▸ **TASK TO CARRY OUT**
Copy every entry below verbatim, line for line, with no changes.

[Excerpts from a point labeling dataset]
------------

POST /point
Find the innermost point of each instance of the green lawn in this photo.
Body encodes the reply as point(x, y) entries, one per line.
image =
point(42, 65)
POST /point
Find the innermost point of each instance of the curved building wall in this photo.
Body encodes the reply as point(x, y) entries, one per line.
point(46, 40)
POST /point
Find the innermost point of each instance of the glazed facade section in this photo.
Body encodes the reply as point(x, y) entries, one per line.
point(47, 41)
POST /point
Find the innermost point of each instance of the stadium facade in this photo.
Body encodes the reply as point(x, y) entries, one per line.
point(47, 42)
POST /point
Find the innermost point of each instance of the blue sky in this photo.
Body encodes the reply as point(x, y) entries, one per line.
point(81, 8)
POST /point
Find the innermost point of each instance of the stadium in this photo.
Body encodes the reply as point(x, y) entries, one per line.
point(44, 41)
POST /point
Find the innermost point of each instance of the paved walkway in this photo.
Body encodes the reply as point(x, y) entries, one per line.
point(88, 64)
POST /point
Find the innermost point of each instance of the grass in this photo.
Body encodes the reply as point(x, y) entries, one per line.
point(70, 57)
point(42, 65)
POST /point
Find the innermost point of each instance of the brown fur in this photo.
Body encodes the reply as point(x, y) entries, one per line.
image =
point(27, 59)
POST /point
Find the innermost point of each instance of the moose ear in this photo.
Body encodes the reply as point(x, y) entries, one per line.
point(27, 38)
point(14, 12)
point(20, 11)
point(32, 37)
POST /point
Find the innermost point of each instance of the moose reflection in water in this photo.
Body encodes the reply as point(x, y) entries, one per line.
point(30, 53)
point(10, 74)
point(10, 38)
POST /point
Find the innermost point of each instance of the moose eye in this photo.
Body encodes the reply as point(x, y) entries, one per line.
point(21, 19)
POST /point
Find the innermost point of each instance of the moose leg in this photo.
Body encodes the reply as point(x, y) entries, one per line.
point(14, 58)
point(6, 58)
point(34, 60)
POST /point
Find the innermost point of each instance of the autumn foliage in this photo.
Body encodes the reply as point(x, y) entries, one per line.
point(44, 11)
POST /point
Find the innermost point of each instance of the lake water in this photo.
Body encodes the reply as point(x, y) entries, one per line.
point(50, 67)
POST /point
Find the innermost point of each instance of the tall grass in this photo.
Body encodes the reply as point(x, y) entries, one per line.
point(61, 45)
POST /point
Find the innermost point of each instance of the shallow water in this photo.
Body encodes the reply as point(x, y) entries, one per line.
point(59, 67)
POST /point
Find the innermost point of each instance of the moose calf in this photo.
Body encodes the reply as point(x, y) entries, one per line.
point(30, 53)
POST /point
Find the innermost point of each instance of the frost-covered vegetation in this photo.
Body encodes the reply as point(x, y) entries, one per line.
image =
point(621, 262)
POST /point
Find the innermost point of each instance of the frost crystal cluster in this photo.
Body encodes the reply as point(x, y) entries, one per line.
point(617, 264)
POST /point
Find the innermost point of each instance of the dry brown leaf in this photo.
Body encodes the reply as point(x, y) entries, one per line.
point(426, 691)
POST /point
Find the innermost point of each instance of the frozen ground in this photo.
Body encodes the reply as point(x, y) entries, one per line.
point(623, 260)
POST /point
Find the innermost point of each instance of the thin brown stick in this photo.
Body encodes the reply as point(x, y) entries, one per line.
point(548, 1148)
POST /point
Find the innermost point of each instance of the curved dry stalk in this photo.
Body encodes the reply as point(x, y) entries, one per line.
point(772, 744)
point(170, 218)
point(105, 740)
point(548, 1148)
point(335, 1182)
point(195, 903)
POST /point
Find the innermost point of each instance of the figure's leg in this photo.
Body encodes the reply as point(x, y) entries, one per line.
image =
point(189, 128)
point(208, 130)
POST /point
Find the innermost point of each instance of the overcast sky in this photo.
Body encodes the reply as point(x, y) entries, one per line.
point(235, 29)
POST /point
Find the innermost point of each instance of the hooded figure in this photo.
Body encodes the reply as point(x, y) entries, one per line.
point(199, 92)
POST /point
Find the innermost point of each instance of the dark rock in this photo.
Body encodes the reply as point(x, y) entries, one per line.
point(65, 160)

------------

▸ **COMPLETE OUTPUT**
POST /point
Find the innermost point of each instance of the green lawn in this photo.
Body encodes the reply as point(x, y) entries, one per line.
image =
point(42, 65)
POST /point
Find the innermost point of each instance of the curved building wall in this photo.
Body encodes the reply as point(x, y) entries, one per line.
point(46, 40)
POST /point
Find the innermost point of each instance of the glazed facade section in this photo.
Body encodes the reply as point(x, y) entries, one per line.
point(47, 41)
POST /point
Find the innermost point of each instance of the stadium facade in this photo.
Body encodes the reply as point(x, y) entries, one per line.
point(47, 42)
POST /point
Find the innermost point of each instance of the blue sky in this photo.
Body encodes the reply as point(x, y) entries, one per line.
point(81, 8)
POST /point
Find the innermost point of each instance of the stadium in this photo.
Body encodes the reply as point(x, y) entries, one per line.
point(44, 41)
POST /point
Find the innermost point of each instance of the paved walkway in this photo.
Body encodes the reply as point(x, y) entries, one per line.
point(88, 64)
POST /point
Find the innermost point of each instance of the grass in this photo.
Body encodes the reply as point(x, y) entries, one per line.
point(70, 57)
point(42, 65)
POST /point
Find the innermost point of each instance of the brown fur in this photo.
Body encodes the reply as point(x, y) entries, one per line.
image =
point(27, 59)
POST /point
Find the innermost point of each instance of the moose ear in this photo.
Body encodes the reply as point(x, y) entries, one per line.
point(27, 38)
point(14, 12)
point(20, 11)
point(32, 37)
POST /point
Find the innermost point of each instance of the moose reflection in water in this photo.
Body encodes the reply as point(x, y) entries, one per line.
point(30, 53)
point(10, 74)
point(10, 38)
POST /point
Find the innermost point of each instance of the moose eye in this photo.
Body encodes the reply as point(x, y) entries, one per line.
point(21, 19)
POST /point
Find the innermost point of each instance of the moose leg in this photo.
Body encodes the reply as point(x, y) entries, one per line.
point(14, 58)
point(6, 58)
point(34, 60)
POST /point
Find the innermost point of each instance of the autumn foliage in this photo.
Body encodes the reply as point(x, y) entries, one per line.
point(44, 11)
POST /point
Find the innermost point of each instance of the lake water in this photo.
Body encodes the reply as point(x, y) entries, one per line.
point(50, 67)
POST /point
Find the innermost point of each instance of the tall grass in this photo.
Body encodes the reply as point(x, y) entries, one per line.
point(61, 45)
POST /point
Find the innermost point of each instance of the shallow water in this photo.
Body encodes the reply as point(x, y) entries, one per line.
point(59, 67)
POST /point
Find the innermost point of each instance of the moose calf in this photo.
Body encodes the reply as point(x, y) entries, one per line.
point(30, 53)
POST /point
Find the innermost point of each instance of the frost-covered vegetation in this photo.
Body encodes the reply as point(x, y) entries, one per line.
image =
point(621, 262)
POST /point
Find the innermost point of each instance of the frost crystal cluster in this photo.
Body encodes the reply as point(x, y) entries, one per line.
point(617, 264)
POST /point
Find the innermost point of each instance of the dry brown leaf in this photo.
Body encodes the reply as point(x, y) entries, one per line.
point(426, 691)
POST /point
Find the innermost point of each instance of the frozen ground in this photo.
Body encodes the reply as point(x, y) entries, one per line.
point(623, 260)
POST /point
Find the innermost point of each instance of the thin brown stick in this photo.
Body encodes the reply as point(x, y) entries, one per line.
point(548, 1148)
POST /point
Find the innermost point of each instance of the curved dry stalk in this photo.
Body encodes the reply as point(x, y) entries, one per line.
point(772, 744)
point(170, 218)
point(105, 740)
point(548, 1148)
point(335, 1182)
point(195, 903)
POST /point
Find the innermost point of each instance of the figure's leg in this photo.
Body encodes the reply as point(x, y) entries, one per line.
image =
point(189, 128)
point(208, 130)
POST /point
Find the innermost point of each instance of the overcast sky in this photo.
Body encodes the reply as point(x, y) entries, one per line.
point(235, 29)
POST /point
Find the innermost point of each instance of the hooded figure in this photo.
Body encodes the reply as point(x, y) entries, one per line.
point(199, 92)
POST /point
Find the innermost point of each instance of the dark rock in this photo.
Body encodes the reply as point(x, y) entries, one per line.
point(65, 160)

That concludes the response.